WORK INSTRUCTIONS:
This exercise asks for every record to be output again exactly.

Referring expression grounding data:
--- --- ---

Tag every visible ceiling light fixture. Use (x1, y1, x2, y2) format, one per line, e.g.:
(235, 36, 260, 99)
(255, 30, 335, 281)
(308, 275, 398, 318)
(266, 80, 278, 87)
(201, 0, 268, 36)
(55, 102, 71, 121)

--- --- ---

COMPLETED EXERCISE:
Tag every visible ceiling light fixture. Use (x1, y1, x2, y2) format, one per line, e.g.:
(235, 36, 260, 99)
(255, 30, 335, 281)
(308, 275, 398, 318)
(266, 80, 278, 87)
(201, 0, 268, 36)
(55, 102, 71, 121)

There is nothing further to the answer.